Requirement 1 = In the preview environment guide, what is the character limit that Kubernetes sets for namespace names?
Requirement 2 = Copy the preview environment guide word for word, from "To address this, we" to "the deploy job.".

───── Supplied text

1. Defining the triggers to launch the APE

First, we defined the triggers. We want it to run for every PR that is opened or re-opened to our default branch as we see in the above image.

on:
  pull_request:
    types: [opened, reopened]
    branches:
      - default

To ensure proper namespace naming for launching isolated environments, we follow a specific process. We start with a predefined string, "airflow-preview," and append the name of the origin branch of the Pull Request (PR). However, Kubernetes imposes a limitation of 63 characters for namespace names. In some cases, the concatenated name exceeds this limit.

To address this, we have implemented a job that handles the namespace naming. This job intelligently truncates the name to a length that still uniquely identifies it within the entire cluster. The output of this job provides the modified namespace name, which is then used by the deploy job.

By implementing this solution, we guarantee that our namespace names adhere to the character limit while still maintaining uniqueness within the cluster.

jobs:
  curate-name:
    runs-on: 'self-hosted'
    steps:
    - name: Curate environment name
      id: curate_name
      run: |
        final_env_name=$(echo airflow-preview-${{ github.event.pull_request.head.ref }} | cut -d "-" -f1-4)
        echo "::set-output name=env_final_name::$final_env_name"    

    outputs:
      env_curated_name: ${{ steps.curate_name.outputs.env_final_name }}

2. Deploying the components and making the environment accessible

The next step is to deploy the components. Since we have these specific charts hosted in the same repository we first checkout the code to then deploy the secrets chart followed by the Airflow chart. We do this using by using the bitovi/github-actions-deploy-eks-helm action. You can check the reference for this action here.

deployment:
    runs-on: 'self-hosted'
    needs: [curate-name]
    environment: 
      name: ${{ github.event.pull_request.head.ref }}
      url: https://${{ needs.curate-name.outputs.env_curated_name }}.your-domain.com
    steps:
    - uses: actions/checkout@v3

    - name: Deploy Airflow Secrets Helm Chart
      uses: bitovi/github-actions-deploy-eks-helm@v1.1.0
      with:
        aws-access-key-id: ${{ secrets.AWS_ACCESS_KEY_ID }}
        aws-secret-access-key: ${{ secrets.AWS_SECRET_ACCESS_KEY }}
        aws-region: ${{ secrets.AWS_REGION }}
        cluster-name: ${{ secrets.CLUSTER_NAME }}
        config-files: helm/airflow-secrets/values.yaml
        chart-path: ./helm/airflow-secrets
        namespace: ${{ needs.curate-name.outputs.env_curated_name }}
        name: airflow-secrets
        version: 1.0.0
        values: aws.access_key_id=${{ secrets.AWS_ACCESS_KEY_ID }},aws.secret_access_key=${{ secrets.AWS_SECRET_ACCESS_KEY }},git.ssh_key=${{ secrets.AIRFLOW_GIT_SSH_KEY }}
        timeout: 60s
        atomic: true

    - name: Deploy Airflow Helm Chart
      uses: bitovi/github-actions-deploy-eks-helm@v1.1.0
      with:
        aws-access-key-id: ${{ secrets.AWS_ACCESS_KEY_ID }}
        aws-secret-access-key: ${{ secrets.AWS_SECRET_ACCESS_KEY }}
        aws-region: ${{ secrets.AWS_REGION }}
        cluster-name: ${{ secrets.CLUSTER_NAME }}
        config-files: helm/airflow_values_preview.yaml
        chart-path: apache-airflow/airflow
        namespace: ${{ needs.curate-name.outputs.env_curated_name }}
        name: airflow2
        chart-repository: https://airflow.apache.org/
        version: 1.6.0
        values: ingress.web.hosts={${{ needs.curate-name.outputs.env_curated_name }}.your-domain.com},dags.gitSync.branch=${{ github.event.pull_request.head.ref }}
        timeout: 360s
        atomic: true
We used GitHub Secrets to safely use some values with our Helm charts. For example, our APE is synchronizing the DAGs directly from a Git repository, and, in order to do that, it requires an SSH Key that is stored in GitHub Secrets. You can check the field git.ssh_key in the values entered in the “Deploy Airflow Secrets Helm Chart” step of the above snippet.

──────────
───── Dataset entries

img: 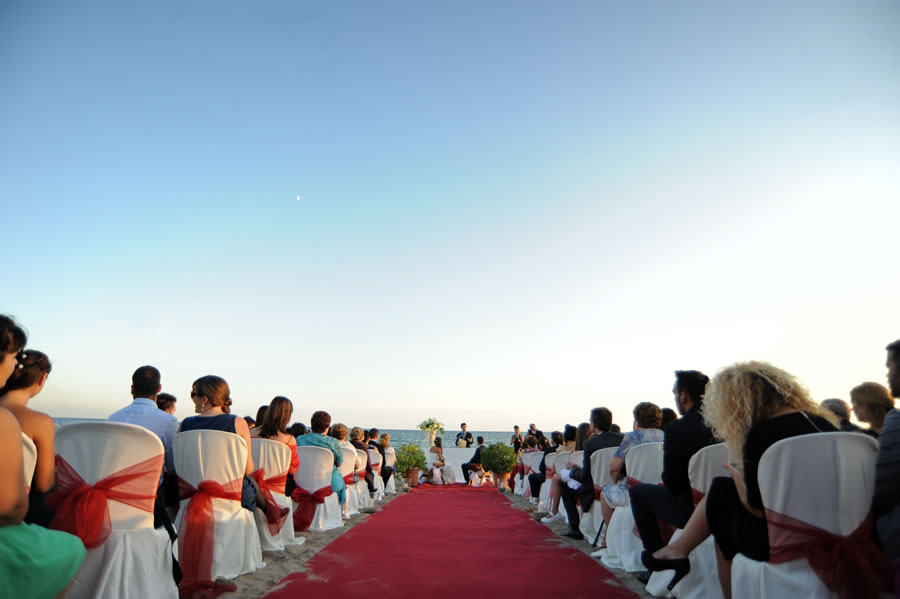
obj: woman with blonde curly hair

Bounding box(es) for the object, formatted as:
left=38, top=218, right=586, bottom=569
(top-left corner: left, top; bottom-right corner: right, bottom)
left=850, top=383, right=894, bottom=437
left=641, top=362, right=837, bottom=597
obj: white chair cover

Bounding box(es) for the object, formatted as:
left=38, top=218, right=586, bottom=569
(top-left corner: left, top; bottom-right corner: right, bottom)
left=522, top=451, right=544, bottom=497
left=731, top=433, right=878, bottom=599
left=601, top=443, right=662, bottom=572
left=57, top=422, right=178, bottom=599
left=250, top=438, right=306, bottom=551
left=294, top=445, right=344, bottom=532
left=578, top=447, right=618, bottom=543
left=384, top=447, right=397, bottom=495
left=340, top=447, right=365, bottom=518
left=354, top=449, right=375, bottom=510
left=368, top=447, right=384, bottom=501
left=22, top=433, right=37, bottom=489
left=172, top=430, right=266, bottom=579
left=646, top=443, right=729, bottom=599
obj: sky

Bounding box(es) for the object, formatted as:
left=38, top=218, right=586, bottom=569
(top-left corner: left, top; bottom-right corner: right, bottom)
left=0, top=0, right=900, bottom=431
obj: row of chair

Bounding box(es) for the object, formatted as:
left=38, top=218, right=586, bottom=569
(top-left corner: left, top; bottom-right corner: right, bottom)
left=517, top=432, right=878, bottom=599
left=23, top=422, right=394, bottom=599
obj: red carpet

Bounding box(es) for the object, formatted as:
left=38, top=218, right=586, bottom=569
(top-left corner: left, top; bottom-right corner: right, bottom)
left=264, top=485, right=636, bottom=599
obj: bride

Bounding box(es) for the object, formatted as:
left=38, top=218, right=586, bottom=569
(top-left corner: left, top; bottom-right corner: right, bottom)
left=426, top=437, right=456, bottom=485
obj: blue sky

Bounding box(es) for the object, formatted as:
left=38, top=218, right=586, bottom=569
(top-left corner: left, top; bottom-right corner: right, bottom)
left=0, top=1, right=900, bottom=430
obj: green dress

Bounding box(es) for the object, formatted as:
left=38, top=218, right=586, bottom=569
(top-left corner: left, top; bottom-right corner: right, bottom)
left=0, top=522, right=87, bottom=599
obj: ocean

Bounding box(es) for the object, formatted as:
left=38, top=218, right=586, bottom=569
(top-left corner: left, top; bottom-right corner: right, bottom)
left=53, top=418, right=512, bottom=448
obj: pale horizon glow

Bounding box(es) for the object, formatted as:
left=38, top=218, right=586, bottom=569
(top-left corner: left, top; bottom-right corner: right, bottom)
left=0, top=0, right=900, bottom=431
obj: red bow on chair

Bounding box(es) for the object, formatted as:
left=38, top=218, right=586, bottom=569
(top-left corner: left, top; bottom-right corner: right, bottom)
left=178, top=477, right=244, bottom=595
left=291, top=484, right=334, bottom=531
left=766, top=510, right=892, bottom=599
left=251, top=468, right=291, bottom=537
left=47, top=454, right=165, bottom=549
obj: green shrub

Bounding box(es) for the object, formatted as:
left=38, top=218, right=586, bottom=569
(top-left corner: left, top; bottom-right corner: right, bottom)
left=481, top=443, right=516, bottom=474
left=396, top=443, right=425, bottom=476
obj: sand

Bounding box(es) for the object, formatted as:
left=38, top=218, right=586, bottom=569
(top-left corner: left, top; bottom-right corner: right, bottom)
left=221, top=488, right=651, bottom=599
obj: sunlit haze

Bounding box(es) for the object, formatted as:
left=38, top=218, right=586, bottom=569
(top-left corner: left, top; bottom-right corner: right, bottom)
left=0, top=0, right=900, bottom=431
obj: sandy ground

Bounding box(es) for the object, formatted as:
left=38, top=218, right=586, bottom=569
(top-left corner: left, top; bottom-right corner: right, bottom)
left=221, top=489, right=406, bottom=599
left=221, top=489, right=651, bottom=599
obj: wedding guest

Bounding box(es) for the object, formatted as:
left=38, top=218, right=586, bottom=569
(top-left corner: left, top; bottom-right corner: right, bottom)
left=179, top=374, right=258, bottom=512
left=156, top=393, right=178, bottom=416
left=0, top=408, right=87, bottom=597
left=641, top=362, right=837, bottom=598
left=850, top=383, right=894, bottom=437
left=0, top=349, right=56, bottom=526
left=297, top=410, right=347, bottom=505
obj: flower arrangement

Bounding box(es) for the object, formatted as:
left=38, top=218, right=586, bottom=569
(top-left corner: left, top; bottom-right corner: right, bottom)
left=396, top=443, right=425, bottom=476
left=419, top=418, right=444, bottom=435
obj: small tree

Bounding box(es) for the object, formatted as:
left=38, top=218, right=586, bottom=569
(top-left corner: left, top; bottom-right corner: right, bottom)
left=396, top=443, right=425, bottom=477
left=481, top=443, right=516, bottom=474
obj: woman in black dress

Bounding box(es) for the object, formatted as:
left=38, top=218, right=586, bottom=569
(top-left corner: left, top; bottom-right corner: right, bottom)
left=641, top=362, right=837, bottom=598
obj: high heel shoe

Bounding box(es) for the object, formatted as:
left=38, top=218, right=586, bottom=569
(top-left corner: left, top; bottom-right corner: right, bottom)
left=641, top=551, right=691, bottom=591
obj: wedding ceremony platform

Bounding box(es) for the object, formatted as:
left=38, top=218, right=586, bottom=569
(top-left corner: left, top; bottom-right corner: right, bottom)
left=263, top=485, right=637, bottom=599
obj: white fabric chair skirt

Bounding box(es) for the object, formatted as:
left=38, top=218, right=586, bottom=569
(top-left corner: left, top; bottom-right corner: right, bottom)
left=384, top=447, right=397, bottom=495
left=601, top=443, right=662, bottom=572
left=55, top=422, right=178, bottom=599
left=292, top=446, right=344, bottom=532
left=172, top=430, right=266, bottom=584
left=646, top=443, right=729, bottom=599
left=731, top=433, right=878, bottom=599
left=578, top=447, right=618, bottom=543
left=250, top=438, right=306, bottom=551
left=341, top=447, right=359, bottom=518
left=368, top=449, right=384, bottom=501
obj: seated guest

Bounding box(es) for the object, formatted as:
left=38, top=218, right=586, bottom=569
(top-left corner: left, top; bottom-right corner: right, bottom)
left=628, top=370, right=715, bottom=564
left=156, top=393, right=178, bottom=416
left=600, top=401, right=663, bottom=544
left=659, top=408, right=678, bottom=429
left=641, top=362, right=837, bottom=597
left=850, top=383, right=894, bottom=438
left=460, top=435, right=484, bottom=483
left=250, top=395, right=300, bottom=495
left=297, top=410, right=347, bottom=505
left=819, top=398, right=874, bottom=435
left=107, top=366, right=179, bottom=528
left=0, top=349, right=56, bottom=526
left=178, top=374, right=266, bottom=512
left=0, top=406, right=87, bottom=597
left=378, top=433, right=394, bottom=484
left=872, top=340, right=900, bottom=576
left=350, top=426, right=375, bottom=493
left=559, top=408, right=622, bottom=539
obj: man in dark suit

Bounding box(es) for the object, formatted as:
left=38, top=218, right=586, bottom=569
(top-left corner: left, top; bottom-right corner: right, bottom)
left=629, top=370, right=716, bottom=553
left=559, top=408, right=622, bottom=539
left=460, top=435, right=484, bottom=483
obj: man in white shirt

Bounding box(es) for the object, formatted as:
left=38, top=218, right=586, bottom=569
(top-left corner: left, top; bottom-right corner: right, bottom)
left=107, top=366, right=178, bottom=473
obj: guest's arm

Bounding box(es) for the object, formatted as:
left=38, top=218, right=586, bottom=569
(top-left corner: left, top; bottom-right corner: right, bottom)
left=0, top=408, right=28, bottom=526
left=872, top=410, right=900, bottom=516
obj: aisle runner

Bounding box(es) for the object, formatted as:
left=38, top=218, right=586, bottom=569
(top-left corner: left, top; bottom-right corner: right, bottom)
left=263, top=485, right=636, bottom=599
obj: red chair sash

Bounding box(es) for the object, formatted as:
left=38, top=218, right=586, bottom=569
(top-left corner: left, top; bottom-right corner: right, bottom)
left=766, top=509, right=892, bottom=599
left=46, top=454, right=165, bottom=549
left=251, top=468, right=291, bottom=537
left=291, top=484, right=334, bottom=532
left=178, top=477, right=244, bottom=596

──────────
───── Dataset entries

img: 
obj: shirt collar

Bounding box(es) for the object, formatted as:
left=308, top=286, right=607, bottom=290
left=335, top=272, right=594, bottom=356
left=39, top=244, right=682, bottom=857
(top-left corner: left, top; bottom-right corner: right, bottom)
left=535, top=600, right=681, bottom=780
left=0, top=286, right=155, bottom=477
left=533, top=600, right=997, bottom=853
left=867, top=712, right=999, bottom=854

──────────

Written answer 1 = 63 characters.

Written answer 2 =
To address this, we have implemented a job that handles the namespace naming. This job intelligently truncates the name to a length that still uniquely identifies it within the entire cluster. The output of this job provides the modified namespace name, which is then used by the deploy job.